[Data provided — start]

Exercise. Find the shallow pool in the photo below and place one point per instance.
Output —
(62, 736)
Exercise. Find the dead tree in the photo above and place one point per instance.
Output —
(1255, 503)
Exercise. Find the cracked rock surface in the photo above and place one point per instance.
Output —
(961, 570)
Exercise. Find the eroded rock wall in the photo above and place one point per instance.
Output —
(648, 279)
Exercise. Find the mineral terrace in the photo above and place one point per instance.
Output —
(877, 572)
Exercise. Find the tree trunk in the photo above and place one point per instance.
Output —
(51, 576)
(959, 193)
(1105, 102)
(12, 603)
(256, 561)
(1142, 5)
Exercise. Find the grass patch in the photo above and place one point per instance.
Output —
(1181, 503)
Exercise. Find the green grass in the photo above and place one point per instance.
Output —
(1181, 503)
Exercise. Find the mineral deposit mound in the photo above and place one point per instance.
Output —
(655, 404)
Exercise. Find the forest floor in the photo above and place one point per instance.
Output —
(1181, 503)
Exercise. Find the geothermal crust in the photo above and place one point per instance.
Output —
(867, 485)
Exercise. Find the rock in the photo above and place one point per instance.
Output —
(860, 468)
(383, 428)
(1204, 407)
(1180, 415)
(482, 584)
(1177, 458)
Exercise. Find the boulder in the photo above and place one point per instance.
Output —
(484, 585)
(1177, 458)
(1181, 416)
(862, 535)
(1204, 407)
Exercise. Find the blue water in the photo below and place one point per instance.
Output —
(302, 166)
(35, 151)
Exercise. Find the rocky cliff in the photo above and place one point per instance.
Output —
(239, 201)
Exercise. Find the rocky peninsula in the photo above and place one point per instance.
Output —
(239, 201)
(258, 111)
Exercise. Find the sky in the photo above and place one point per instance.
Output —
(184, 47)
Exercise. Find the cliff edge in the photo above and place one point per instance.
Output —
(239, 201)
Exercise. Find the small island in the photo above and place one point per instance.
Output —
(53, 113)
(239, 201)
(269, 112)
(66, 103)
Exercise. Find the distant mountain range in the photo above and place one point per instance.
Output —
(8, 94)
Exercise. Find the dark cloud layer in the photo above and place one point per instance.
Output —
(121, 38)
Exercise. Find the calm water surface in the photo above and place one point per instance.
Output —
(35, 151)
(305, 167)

[Data provided — finish]

*Exercise details:*
A faithful copy of all the material is the required answer.

*Expected answer:*
Exercise. Find the shallow pool in the photo below and place one point per instance.
Output —
(62, 736)
Exercise. Find the dead tree in the photo above and place one point per instance.
Output —
(1255, 503)
Exercise. Find the cracked rock surface in the photo above and place one point per instance.
Output —
(961, 570)
Exercise. Find the eroded rock wall in the photo above and place one point per instance.
Output —
(648, 279)
Exercise. Find the mineral terrace in the photo above and place one point per instance.
Output —
(877, 572)
Exercise. Find the tree trunk in the photo above and place one point per instance.
Output —
(51, 576)
(959, 193)
(1105, 102)
(12, 603)
(256, 561)
(1142, 5)
Exercise. Find the grass patch in the photo above and place one point per instance.
Output —
(1181, 503)
Exercise. Find the green grass in the photo above and place one point per instance.
Output —
(1181, 503)
Exercise. Find the mineral deposit mound in the photo above and place one point per instance.
Output —
(655, 404)
Exercise. Find the forest floor in the photo above and place one point per instance.
Output —
(1181, 503)
Exercise. Find the geothermal crust in the photo above and place one point per instance.
Output —
(867, 485)
Exercise. Find the rock in the photo above and place one point per instance.
Output —
(860, 468)
(383, 428)
(1204, 407)
(1180, 415)
(482, 584)
(1177, 458)
Exercise. Find the boulder in the photo above and place one point per instance.
Output —
(484, 585)
(1177, 458)
(1181, 416)
(862, 535)
(1204, 407)
Exercise. Find the blue water in the photo below and place one point per instance.
Output —
(302, 166)
(35, 151)
Exercise. Find the rocky cliff in the photo above and place one point per instance.
Output —
(239, 201)
Exercise. Find the rocky peninsula in the photo above and place one point per instance.
Output —
(239, 201)
(258, 111)
Exercise. Find the sky in the photo above and place one point per instance.
Output —
(184, 47)
Exercise. Find the cliff edge in the photo above and place one point per instance.
Output —
(239, 201)
Exercise. Find the small island in the photo above and place one point per instance.
Output —
(53, 113)
(239, 201)
(269, 112)
(66, 103)
Exercise. Find the distant mountain range in the photo above and place one point per instance.
Output —
(8, 94)
Exercise. Find the dark cloud layer in the photo above and place one point per instance.
Output —
(121, 38)
Exercise. Find the calm water surface in the photo above and place one point per instance.
Output —
(35, 151)
(305, 167)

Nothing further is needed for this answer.